▶
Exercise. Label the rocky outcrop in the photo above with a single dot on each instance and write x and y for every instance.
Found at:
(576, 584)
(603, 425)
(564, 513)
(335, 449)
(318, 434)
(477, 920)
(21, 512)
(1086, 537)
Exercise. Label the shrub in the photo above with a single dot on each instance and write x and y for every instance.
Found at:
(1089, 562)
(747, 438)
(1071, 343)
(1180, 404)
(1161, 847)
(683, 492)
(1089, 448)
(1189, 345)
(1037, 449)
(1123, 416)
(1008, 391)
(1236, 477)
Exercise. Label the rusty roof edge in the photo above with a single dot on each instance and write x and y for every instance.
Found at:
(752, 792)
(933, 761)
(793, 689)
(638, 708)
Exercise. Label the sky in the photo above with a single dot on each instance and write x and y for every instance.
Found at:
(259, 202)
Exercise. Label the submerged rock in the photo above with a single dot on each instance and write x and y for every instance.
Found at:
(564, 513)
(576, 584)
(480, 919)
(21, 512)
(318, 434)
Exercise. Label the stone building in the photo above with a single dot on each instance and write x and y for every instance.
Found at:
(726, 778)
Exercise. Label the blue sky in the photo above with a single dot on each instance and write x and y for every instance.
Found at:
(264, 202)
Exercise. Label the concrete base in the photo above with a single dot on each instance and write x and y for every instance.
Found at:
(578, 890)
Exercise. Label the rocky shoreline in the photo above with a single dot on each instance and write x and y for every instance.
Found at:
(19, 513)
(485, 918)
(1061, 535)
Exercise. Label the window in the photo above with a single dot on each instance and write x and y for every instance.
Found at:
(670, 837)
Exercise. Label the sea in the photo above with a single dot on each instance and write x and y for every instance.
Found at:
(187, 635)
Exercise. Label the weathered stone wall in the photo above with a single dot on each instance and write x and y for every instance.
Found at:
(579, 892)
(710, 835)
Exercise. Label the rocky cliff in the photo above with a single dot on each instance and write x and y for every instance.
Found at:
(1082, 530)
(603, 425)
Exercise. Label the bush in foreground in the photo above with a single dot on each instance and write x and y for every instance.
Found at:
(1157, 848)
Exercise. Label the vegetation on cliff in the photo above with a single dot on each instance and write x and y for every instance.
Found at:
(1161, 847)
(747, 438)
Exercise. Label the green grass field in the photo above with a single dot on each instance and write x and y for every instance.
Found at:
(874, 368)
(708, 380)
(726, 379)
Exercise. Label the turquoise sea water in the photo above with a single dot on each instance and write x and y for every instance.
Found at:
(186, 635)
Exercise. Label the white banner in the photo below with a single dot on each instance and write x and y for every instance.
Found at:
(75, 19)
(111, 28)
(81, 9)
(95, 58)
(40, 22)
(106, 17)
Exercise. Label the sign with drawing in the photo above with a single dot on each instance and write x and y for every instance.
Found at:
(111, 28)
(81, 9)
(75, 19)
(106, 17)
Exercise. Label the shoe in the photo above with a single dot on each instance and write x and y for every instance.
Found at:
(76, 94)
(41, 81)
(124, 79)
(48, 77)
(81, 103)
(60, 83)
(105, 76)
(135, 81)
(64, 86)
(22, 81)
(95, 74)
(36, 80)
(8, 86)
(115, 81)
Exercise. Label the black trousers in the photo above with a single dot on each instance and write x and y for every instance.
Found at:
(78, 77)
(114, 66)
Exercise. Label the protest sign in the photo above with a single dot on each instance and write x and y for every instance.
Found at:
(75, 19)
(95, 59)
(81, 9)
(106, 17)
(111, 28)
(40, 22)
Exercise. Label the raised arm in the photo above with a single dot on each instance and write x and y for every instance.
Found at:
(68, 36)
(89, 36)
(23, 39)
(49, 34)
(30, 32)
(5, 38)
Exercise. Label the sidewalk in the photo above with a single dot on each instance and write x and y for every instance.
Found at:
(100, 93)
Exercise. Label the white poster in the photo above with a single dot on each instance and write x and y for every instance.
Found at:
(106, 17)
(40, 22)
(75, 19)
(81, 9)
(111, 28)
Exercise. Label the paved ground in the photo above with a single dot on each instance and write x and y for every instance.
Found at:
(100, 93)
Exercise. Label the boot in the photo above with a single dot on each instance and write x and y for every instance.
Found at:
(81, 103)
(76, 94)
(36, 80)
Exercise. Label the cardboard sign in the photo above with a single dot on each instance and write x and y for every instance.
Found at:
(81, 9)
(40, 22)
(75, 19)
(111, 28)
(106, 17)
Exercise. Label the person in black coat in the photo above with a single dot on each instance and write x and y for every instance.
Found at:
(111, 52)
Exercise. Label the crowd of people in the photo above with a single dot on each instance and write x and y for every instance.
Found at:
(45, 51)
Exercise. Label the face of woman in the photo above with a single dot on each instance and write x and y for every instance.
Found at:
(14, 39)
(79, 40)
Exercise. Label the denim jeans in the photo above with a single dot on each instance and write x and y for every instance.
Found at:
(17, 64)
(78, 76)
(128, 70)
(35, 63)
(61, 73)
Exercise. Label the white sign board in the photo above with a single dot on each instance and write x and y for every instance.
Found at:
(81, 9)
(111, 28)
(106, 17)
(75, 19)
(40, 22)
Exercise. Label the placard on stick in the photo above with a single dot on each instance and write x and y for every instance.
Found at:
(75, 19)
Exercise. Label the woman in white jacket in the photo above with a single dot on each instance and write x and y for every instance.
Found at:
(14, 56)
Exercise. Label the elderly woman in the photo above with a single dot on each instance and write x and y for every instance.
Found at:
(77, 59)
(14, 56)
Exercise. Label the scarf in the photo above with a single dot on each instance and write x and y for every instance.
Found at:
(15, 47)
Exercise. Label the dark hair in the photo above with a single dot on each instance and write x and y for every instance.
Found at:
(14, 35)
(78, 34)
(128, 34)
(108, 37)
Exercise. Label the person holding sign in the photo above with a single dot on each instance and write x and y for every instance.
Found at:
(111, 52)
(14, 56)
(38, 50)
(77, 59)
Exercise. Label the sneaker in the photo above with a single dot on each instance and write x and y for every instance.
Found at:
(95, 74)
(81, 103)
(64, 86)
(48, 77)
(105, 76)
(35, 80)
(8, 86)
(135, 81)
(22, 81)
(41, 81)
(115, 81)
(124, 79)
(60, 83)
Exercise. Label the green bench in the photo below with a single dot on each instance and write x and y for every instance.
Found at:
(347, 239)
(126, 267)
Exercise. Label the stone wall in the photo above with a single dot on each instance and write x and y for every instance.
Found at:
◀
● What needs to be done:
Show each line in the listing above that has "black".

● Task response:
Exercise. Label the black trousers in the photo above with a single dot on each instance and write x and y for every instance.
Exercise. Label the person in black coat in the photo above with a single dot on each instance and write x and y for every instance.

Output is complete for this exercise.